* Text block *
Thursday, April 1, 2010

Blighted Ovum.

I know I said I wasn't going to talk about anything related to my IVF experience but after some thought, I really think it's superstition on my mum's part. So, if you're reading this, and you know my mum, just feign ignorance, okay? The thing is, I almost always feel better after I've 'spilled the beans', if you know what I mean. I guess when your closest friends are so far away, writing everything down seems strangely comforting.

Anyway, if you remember Onde Onde, you might also remember it was my 3rd embryo, but like the rest, it didn't make it. However, Onde Onde was more special than the rest because it stayed with me for almost 6 weeks. When the test result came back positive, Joe couldn't wipe the grin off his face, and I had to pinch myself to see if I was dreaming.

And I wasn't. The symptoms that followed were much less exciting than the news. I was vomiting my guts out after every meal, and I felt nauseated 24/7. I couldn't do anything except to lie in bed the whole time. Luckily, there's such a thing as wireless internet, and I surfed constantly on the world wide web on everything there is to know about having a baby.


Unfortunately, when the time came for my ultrasound scan, the sonographer couldn't find the embryo. We could see the gestational sac and yolk but no embryo. She asked if I knew how far along I was, and I told her I was possibly 6 weeks. She then tactfully suggested that it might be too early to see anything, and that we should go back for another scan in a week's time.

* Activity *
Using the post about the blighted ovum, decide whether each statement agrees with it: (a) Onde Onde was the writer's third embryo; (b) the sonographer saw the gestational sac but not the yolk; (c) the sonographer suggested another scan in two weeks. For each, answer yes or no and quote the words that decide it.

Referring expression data
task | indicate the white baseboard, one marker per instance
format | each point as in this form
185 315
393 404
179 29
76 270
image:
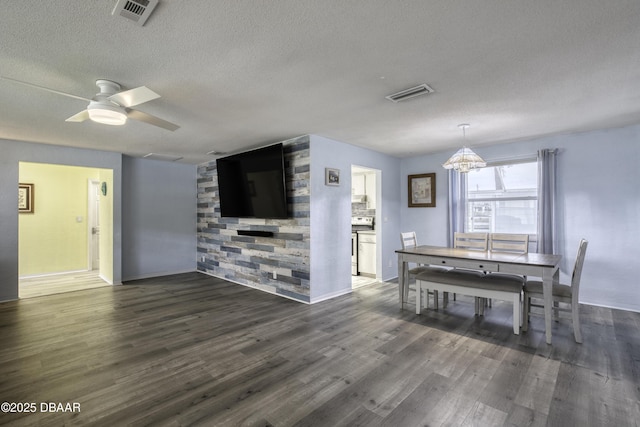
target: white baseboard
158 274
330 295
255 287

* Solution for this problem *
(a) Yes: "it was my 3rd embryo"
(b) No: "We could see the gestational sac and yolk but no embryo."
(c) No: "we should go back for another scan in a week's time"